__あなたの課題__.
下のクランプ装置の文章について、次の問いに答えてください。
1. 位置決め装置103がクサビ形クランプ108で固定を行なうのに使うものは何か。
2. 図6に示されている公報は何か。
3. クランプアーム208を支点回りで揺動させるために駆動される装置は何か。

__提示された文章__.
"""
この装置は、加工ワーク101を挟んでベース102上に複数個の位置決め装置103とクランプ装置104を対向配置し、各装置を一端に割り出し板105を固定した長尺のボールスクリュー106に螺合しベース102上で摺動可能に構成すると共に、位置決め装置103は位置決めバークランプシリンダー107によりクサビ形クランプ108で固定を行ない、クランプ装置104はクランプシリンダー109によって作動させワークをクランプしている。
【0004】
また特開昭60−263673号公報を図6に示す。
これは、第1駆動シリンダ装置201を駆動させピストン202を往復動させることにより、スライダ203をレール204に沿い往復動させ、押圧子205を前後方向へ移動調節させると共に、第2駆動シリンダ装置206を駆動しピストン207を往復動させることによりクランプアーム208を支点回り(図示矢印)で揺動させ、押圧子205を上下動させるもので、加工品上の一線上に任意の位置を押圧子205で押圧することができるクランプ装置が開示されている。
"""
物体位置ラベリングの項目
"""
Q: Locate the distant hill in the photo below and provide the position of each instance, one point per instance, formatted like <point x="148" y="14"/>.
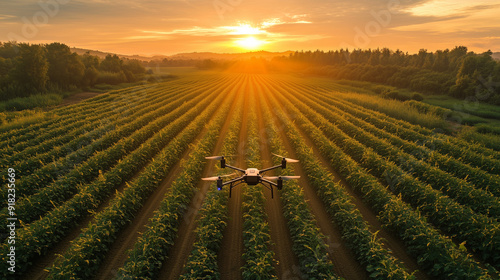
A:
<point x="496" y="55"/>
<point x="104" y="54"/>
<point x="194" y="55"/>
<point x="229" y="56"/>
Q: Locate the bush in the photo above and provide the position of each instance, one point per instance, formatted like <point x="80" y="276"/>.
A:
<point x="111" y="78"/>
<point x="417" y="97"/>
<point x="34" y="101"/>
<point x="394" y="95"/>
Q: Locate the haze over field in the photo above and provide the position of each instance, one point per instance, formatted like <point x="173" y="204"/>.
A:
<point x="168" y="27"/>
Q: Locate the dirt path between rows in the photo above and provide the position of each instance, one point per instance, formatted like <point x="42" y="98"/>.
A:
<point x="288" y="263"/>
<point x="77" y="98"/>
<point x="344" y="261"/>
<point x="183" y="244"/>
<point x="229" y="257"/>
<point x="390" y="241"/>
<point x="118" y="253"/>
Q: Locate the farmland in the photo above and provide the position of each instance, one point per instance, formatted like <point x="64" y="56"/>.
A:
<point x="110" y="188"/>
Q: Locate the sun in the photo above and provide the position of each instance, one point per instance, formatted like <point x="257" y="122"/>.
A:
<point x="249" y="43"/>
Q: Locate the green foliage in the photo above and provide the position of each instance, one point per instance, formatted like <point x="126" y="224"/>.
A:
<point x="454" y="72"/>
<point x="406" y="222"/>
<point x="39" y="69"/>
<point x="31" y="69"/>
<point x="65" y="68"/>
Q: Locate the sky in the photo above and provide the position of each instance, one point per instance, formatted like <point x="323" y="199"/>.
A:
<point x="152" y="27"/>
"""
__結果__.
1. 位置決めバークランプシリンダー107
2. 特開昭60−263673号公報
3. 第2駆動シリンダ装置206